# Short task:
Report only the number of lines below that contain the string "each". Case counts.

# Dataset entries:
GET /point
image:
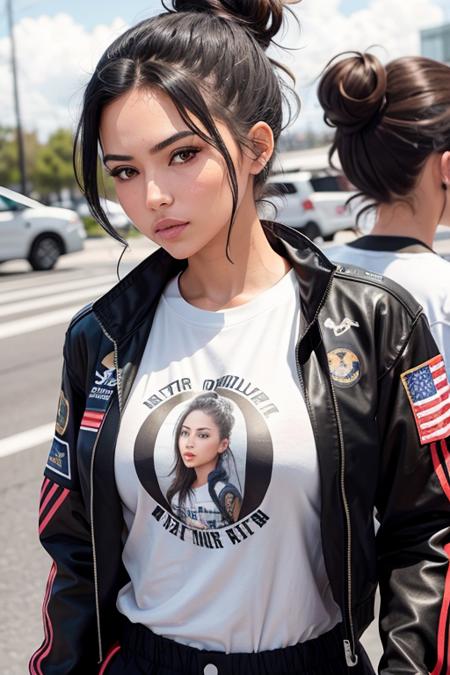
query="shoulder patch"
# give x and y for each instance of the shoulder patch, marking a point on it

* * *

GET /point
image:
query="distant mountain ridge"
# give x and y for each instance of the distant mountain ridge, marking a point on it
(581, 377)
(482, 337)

# Reply:
2